**PROMPT:**
Rewrite the lines below, swapping "coverage grid" for "coverage map" wherever it appears and keeping everything else the same.

[Lines from a point labeling set]
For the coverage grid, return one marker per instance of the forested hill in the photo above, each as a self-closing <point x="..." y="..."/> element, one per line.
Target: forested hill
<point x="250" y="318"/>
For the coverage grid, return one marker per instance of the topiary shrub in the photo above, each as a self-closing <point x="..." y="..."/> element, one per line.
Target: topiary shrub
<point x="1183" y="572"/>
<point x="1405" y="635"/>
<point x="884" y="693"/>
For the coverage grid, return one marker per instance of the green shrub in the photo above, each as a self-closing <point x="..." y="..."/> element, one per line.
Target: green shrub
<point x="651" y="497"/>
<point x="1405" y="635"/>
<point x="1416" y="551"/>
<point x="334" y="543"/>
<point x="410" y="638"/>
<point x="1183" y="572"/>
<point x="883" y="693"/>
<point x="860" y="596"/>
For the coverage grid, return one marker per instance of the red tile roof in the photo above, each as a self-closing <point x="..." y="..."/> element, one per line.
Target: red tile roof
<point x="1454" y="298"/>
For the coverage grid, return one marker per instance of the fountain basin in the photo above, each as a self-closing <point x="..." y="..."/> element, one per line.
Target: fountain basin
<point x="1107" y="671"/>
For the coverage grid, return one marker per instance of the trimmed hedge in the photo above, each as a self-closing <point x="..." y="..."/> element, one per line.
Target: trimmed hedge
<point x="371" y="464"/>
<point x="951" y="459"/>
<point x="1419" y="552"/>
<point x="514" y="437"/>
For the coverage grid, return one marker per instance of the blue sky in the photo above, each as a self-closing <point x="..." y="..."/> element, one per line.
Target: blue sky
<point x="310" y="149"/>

**THE OUTPUT:**
For the coverage map, return one marker per instance of the forested hill in the photo above, each as a self-closing <point x="..." y="..."/> element, one per line.
Target: forested hill
<point x="250" y="318"/>
For the coverage map, return one marker per instance of the topiary shrub in the photo above, each as a self-closing <point x="..." y="..."/> element, one per line.
Target: topiary shrub
<point x="1183" y="572"/>
<point x="1405" y="635"/>
<point x="884" y="693"/>
For the coverage map, return one marker per instance of the green shrub in the photo above, each as a self-closing <point x="..." y="..."/> element, one per line.
Target: green shrub
<point x="651" y="497"/>
<point x="1405" y="635"/>
<point x="1416" y="551"/>
<point x="334" y="543"/>
<point x="410" y="638"/>
<point x="1183" y="572"/>
<point x="883" y="693"/>
<point x="860" y="596"/>
For the coverage map, return one marker per instance of the red tile roof in the photo above, each as a self-closing <point x="..." y="..."/> element, one per line.
Target: red tile roof
<point x="1454" y="298"/>
For the coverage map, return one marker per instance of the fountain basin in the photo above, each as a self-closing <point x="..." y="..."/> element, one per line.
Target: fountain basin
<point x="1107" y="671"/>
For the coverage map, return one marker per instance of the trimmed hedge in the photo above, each as a self-closing <point x="..." y="..."/> element, one per line.
Target: trimmed hedge
<point x="371" y="464"/>
<point x="951" y="459"/>
<point x="1419" y="552"/>
<point x="514" y="437"/>
For the coverage map, return one marker per instance of the blue sky in the photo above, each as a self-closing <point x="..." y="..."/> element, one per line.
Target: blue sky
<point x="310" y="149"/>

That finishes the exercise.